- Countries: Japan
- Champions: Toshiba Brave Lupus
- Runners-up: Panasonic Wild Knights
- Attendance: 63,190
- Highest attendance: 19,571
- Lowest attendance: 3,326

= 51st All Japan Rugby Football Championship =

The 2014 All-Japan Rugby Football Championship (日本ラグビーフットボール選手権大会 Nihon Ragubi-Futtobo-ru Senshuken Taikai) took place from February 16 up to the final on March 9.

== Qualifying ==

===Top League===
The top four teams (Panasonic Wild Knights, Suntory Sungoliath, Kobelco Steelers, Toshiba Brave Lupus) in the 2013–14 Top League automatically qualified for the competition, and competed in a playoff competition.

Panasonic Wild Knights and Suntory Sungoliath eventually played in the Final, with Panasonic Wild Knights winning 45-22. As Top League finalists they gained automatic entry to the Championship Semi-finals.

The Top League Wildcard Tournament was contested by the fifth to twelfth teams in the final table for the last two places for this league in the Championship. These places were eventually taken by Toyota Verblitz and Yamaha Júbilo.

=== University ===
In the 50th Japan National University Rugby Championship final Teikyo University defeated Waseda University 41-34. Both teams gained entry to the Championship as finalists, the two beaten semi-finalists Keio University and Tsukuba University also qualified.

▶ _Listing_
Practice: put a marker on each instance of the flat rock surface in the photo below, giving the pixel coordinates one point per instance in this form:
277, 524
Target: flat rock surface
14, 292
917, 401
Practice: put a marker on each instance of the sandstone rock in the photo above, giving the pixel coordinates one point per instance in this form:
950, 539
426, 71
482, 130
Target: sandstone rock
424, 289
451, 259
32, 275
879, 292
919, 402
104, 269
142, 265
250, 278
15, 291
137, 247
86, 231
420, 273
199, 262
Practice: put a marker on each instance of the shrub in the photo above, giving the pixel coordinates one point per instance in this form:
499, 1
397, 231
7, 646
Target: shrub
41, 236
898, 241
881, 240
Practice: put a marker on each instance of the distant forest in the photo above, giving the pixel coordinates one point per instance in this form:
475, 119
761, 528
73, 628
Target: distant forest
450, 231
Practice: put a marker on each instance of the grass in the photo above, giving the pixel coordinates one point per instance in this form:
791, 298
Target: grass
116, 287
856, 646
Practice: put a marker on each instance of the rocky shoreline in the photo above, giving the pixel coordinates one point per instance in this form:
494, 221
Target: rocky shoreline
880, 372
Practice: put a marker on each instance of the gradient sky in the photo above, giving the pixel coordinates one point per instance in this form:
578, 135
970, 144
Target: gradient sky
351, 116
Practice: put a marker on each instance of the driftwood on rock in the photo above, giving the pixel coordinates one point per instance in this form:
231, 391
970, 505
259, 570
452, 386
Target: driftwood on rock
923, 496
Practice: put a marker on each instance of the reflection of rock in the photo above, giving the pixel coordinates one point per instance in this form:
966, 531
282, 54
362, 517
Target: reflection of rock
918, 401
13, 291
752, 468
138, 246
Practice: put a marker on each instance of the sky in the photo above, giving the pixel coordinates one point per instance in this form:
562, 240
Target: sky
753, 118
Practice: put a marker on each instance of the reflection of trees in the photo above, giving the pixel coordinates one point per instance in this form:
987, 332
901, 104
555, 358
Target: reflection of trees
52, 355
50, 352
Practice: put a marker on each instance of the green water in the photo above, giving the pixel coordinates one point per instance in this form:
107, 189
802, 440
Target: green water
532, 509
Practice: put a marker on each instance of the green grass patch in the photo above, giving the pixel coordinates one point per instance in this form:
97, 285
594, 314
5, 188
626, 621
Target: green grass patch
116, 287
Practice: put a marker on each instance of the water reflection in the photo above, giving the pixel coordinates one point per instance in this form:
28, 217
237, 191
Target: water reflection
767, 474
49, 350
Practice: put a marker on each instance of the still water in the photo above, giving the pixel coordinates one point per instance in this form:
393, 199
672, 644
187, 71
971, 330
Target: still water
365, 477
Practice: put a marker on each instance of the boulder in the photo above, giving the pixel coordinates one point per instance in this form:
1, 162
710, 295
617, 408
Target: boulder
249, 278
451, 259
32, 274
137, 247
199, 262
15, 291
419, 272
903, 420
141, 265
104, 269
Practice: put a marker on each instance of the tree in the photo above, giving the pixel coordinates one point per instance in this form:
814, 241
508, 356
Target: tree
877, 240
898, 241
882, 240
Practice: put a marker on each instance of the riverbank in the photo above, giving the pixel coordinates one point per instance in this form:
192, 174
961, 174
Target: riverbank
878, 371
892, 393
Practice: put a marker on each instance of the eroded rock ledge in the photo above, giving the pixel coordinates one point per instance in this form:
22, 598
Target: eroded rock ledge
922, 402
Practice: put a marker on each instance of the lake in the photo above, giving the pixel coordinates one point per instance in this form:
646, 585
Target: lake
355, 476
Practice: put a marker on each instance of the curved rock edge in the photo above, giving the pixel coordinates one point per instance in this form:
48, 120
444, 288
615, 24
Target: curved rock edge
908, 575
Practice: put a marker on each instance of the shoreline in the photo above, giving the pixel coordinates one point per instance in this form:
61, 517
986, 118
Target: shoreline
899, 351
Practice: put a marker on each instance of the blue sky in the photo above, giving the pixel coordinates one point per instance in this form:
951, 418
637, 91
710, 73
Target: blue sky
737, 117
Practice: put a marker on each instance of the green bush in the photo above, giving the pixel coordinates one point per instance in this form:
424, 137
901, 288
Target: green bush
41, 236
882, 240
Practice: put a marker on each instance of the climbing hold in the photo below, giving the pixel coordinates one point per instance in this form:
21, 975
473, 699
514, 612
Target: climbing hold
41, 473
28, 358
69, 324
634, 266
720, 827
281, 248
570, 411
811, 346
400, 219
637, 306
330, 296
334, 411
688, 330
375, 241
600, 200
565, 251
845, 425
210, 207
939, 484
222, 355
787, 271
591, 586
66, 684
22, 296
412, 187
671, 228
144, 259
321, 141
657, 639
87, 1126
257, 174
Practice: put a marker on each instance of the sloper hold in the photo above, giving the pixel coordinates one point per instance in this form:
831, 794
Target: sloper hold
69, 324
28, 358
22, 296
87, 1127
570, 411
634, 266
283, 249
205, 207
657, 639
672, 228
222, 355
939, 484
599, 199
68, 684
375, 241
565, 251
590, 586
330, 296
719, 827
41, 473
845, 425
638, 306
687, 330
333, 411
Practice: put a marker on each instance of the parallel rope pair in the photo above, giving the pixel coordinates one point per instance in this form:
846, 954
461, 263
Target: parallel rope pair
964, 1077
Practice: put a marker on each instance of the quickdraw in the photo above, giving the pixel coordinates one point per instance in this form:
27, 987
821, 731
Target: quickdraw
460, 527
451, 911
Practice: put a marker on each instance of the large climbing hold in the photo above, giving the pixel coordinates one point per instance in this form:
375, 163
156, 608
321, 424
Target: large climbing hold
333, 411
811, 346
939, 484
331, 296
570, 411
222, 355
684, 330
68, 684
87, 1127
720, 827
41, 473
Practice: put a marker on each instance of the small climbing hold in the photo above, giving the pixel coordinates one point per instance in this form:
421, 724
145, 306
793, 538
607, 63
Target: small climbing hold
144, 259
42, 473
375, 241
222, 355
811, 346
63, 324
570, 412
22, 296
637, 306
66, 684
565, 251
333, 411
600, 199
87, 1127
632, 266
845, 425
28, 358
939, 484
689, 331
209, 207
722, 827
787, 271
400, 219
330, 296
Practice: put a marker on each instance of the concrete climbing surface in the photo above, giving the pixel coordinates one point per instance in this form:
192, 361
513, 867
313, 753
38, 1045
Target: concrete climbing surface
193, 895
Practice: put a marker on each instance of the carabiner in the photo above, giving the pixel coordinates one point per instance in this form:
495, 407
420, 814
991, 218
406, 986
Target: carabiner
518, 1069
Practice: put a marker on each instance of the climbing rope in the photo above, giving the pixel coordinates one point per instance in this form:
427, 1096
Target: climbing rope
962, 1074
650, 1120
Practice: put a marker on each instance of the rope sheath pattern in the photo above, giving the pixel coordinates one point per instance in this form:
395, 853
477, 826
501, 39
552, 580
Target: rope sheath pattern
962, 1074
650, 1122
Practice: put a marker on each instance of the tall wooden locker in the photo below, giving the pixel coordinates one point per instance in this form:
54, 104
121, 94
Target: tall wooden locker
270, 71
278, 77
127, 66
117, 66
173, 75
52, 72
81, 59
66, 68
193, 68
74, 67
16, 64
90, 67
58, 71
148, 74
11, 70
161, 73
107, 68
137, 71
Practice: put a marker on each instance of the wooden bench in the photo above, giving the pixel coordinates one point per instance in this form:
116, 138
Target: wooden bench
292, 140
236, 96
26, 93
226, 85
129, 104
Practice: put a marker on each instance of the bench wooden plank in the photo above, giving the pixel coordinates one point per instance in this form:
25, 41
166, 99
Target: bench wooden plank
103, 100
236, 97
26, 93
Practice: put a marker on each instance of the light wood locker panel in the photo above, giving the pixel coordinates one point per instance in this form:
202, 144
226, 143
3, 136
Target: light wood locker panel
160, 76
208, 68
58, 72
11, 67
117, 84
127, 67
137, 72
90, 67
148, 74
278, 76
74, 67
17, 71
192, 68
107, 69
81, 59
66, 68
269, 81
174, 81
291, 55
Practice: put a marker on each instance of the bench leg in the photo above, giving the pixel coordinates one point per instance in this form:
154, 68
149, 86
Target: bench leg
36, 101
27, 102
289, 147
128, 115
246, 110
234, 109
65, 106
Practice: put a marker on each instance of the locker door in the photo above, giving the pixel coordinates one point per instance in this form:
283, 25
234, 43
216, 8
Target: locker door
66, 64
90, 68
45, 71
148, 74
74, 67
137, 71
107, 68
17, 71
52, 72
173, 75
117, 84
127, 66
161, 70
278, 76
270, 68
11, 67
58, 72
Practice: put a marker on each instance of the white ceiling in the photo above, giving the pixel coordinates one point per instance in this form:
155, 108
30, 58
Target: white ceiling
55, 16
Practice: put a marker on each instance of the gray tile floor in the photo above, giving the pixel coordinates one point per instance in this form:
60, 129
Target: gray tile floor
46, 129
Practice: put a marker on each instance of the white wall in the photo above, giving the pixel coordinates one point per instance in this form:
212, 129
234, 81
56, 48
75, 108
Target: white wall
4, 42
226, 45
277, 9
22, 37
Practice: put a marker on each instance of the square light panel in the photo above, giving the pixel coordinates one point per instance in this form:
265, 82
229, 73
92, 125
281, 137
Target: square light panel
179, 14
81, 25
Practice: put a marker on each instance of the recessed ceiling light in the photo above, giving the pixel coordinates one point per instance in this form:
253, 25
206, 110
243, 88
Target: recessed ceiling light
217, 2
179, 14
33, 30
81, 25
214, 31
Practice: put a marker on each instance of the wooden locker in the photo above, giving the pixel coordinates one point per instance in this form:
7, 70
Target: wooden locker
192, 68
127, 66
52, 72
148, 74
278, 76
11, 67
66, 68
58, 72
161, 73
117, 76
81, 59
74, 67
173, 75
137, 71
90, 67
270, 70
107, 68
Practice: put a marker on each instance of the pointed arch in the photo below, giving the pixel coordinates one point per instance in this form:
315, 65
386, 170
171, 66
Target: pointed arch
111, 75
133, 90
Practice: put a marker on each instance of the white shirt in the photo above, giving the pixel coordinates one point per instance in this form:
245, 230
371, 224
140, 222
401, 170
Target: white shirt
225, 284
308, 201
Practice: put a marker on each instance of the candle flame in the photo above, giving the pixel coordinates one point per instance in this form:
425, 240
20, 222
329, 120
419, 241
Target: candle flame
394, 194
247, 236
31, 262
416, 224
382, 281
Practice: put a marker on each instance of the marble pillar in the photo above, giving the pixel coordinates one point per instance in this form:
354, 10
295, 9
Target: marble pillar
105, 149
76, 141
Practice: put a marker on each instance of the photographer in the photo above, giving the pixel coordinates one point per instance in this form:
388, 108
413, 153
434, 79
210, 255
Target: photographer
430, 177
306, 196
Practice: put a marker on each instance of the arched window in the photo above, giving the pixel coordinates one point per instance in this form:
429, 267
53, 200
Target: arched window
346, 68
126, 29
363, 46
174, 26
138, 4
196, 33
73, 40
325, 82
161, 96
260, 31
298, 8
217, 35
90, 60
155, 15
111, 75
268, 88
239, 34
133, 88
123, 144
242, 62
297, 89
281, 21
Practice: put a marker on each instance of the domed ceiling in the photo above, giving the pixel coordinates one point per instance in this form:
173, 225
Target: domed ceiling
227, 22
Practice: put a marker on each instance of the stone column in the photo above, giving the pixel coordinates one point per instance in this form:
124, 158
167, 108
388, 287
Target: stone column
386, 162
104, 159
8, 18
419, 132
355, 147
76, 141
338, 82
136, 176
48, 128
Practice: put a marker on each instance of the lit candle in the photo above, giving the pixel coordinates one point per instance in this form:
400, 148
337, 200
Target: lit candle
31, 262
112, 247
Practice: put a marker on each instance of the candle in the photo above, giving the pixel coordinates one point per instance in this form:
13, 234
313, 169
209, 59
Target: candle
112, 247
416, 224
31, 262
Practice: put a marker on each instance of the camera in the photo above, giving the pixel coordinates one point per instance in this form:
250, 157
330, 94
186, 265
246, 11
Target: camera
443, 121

▶ _Given instruction 1_
Answer from the rugby championship article:
(a) By what score did Panasonic Wild Knights win the Top League final?
(b) Which two teams took the last Top League places through the Wildcard Tournament?
(c) Which university won the 50th Japan National University Rugby Championship final?
▶ _Given instruction 2_
Write the next part of the rugby championship article, picking up after its final sentence.
The items have nothing to do with the rugby championship article.

▶ _Exercise answer 1_
(a) 45-22
(b) Toyota Verblitz and Yamaha Júbilo
(c) Teikyo University

▶ _Exercise answer 2_
== Qualifying Teams ==

- Top League Playoff Finalists - Panasonic Wild Knights, Suntory Sungoliath
- Top League Playoff Semi-Finalists - Kobelco Steelers, Toshiba Brave Lupus
- Top League Wild Card Playoff - Yamaha Júbilo, Toyota Verblitz
- All Japan University Rugby Championship - Teikyo University, Waseda University
- All Japan University Rugby Championship Semi-Finalists - Keio University, Tsukuba University

== Knockout stages ==

=== First round ===

| Date | Team | Score | Team | Venue | Attendance |
|---|---|---|---|---|---|
| Feb 16, 2014 11:40 | Waseda University | 16 – 36 | Yamaha Júbilo | Chichibunomiya Rugby Stadium, Tokyo | 6,077 |
| Feb 16, 2014 14:05 | Teikyo University | 13 – 38 | Toyota Verblitz | Chichibunomiya Rugby Stadium, Tokyo | 7,043 |
| Feb 16, 2014 12:00 | Keio University | 0 – 100 | Kobelco Steelers | Kintetsu Hanazono Rugby Stadium, Osaka | 3,326 |
| Feb 16, 2014 14:05 | University of Tsukuba | 26 – 69 | Toshiba Brave Lupus | Kintetsu Hanazono Rugby Stadium, Osaka | 3,671 |

=== Quarter-final ===

| Date | Team | Score | Team | Venue | Attendance |
|---|---|---|---|---|---|
| Feb 23, 2014 11:40 | Toshiba Brave Lupus | 24 – 21 | Toyota Verblitz | Chichibunomiya Rugby Stadium, Tokyo | 7,382 |
| Feb 23, 2014 14:05 | Yamaha Júbilo | 26 – 28 | Kobelco Steelers | Chichibunomiya Rugby Stadium, Tokyo | 9,711 |

=== Semi-final ===

Panasonic Wild Knights and Suntory Sungoliath bypassed the first two rounds into the semi-finals by reaching the final of the Top League playoffs in 2015.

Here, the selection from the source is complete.